• [Extract]:
** Begin **

A YOLO example using the AICA framework
This page details how to run a YoloExecutor component, i.e., a component that can use various YOLO models for
inference. It also demonstrates how it could be used as part of an AICA application. In the following paragraphs, we
show how to create a custom component which makes use of a bounding box to adapt an arm's motion such that it maintains
the object centered. The YoloExecutor component that is covered in following sections can be found under
components/advanced-perception with a valid AICA license.

Setup
Data folder
Create a directory with a name of your choice, say yolo-example-data, folder anywhere in your filesystem. Here, you
will be placing files that are required for runtime use. In following steps, you will configure AICA Launcher to mount
this directory for further use.
Camera calibration (optional)
For the purposes of this example, a camera calibration is not strictly required, but may be needed if you are using a high-distortion or fish-eye lens camera and do not have access to your camera's intrinsic parameters.
If this is your case, follow the camera calibration example to generate a camera intrinsics
file that you can then use with the CameraStreamer.
Obtaining YOLO inference models
The YoloExecutor component works with .onnx model files. However, many of the available YOLO models are widely
available in Pytorch (.pt) format instead. To convert between formats, you can use AICA's utilities to do so within
a Docker container and maintain your host system unpolluted.
First, clone our docker image repository (if you followed the calibration section, you should already have it!):
git clone https://github.com/aica-technology/docker-images.git && cd docker-images
then:
cd yolo_model_converter
./build-run.sh
By default, this will download and convert yolo12n for you (see here for
more models). If you wish to specify one of the other models that Ultralytics is offering, simply specify it as follows:
./build-run.sh --model yoloZZZZ
Once the script exits, copy the .onnx file that was generated in your yolo-example-data directory.
If you have ultralytics installed in your Python environment or you are willing to install it, then download any of
the models available here. For the purposes of this example, you can opt
for a smaller model such as the yolo12n.
To convert a .pt file to .onnx, run the following Python code with ultralytics installed:
from ultralytics import YOLO
model = YOLO("yolo12n.pt")
model.export(format="onnx") # creates 'yolo12n.onnx'
This approach is also necessary if you are using custom models instead of the ones distributed by Ultralytics.

** End **

• [Extracted entries]:
** Begin **

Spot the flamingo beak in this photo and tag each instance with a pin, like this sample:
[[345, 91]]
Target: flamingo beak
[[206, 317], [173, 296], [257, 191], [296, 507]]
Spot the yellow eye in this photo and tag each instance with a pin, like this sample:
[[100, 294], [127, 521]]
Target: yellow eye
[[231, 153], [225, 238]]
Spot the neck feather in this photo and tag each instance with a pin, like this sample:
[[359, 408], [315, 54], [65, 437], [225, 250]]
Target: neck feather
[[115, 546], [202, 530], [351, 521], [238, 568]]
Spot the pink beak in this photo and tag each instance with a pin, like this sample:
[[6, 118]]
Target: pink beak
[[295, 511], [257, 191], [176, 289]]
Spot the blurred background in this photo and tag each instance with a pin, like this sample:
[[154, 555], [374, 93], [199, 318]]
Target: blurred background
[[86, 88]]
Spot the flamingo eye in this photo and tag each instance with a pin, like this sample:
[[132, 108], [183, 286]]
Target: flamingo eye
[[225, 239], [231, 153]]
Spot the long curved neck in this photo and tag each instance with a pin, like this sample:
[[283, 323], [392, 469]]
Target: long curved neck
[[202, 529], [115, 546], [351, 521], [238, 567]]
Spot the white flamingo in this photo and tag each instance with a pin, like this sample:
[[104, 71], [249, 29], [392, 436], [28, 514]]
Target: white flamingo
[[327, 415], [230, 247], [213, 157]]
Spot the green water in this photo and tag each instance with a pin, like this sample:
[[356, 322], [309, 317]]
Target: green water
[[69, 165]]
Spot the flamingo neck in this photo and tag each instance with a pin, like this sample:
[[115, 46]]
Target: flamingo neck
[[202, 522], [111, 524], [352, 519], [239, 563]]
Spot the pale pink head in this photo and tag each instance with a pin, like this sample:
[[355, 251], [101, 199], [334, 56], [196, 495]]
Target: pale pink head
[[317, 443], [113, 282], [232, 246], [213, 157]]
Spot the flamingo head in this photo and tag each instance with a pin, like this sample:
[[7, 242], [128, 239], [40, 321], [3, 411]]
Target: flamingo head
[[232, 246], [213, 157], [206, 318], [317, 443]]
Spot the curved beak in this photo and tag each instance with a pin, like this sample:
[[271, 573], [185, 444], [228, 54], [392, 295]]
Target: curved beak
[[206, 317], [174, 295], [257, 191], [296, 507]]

** End **

• [Problem description]: Reproduce the passage of the YOLO setup text that opens with the words "To convert a" and closes with "distributed by Ultralytics.", inclusive.

• [Correct answer]:
To convert a .pt file to .onnx, run the following Python code with ultralytics installed:
from ultralytics import YOLO
model = YOLO("yolo12n.pt")
model.export(format="onnx") # creates 'yolo12n.onnx'
This approach is also necessary if you are using custom models instead of the ones distributed by Ultralytics.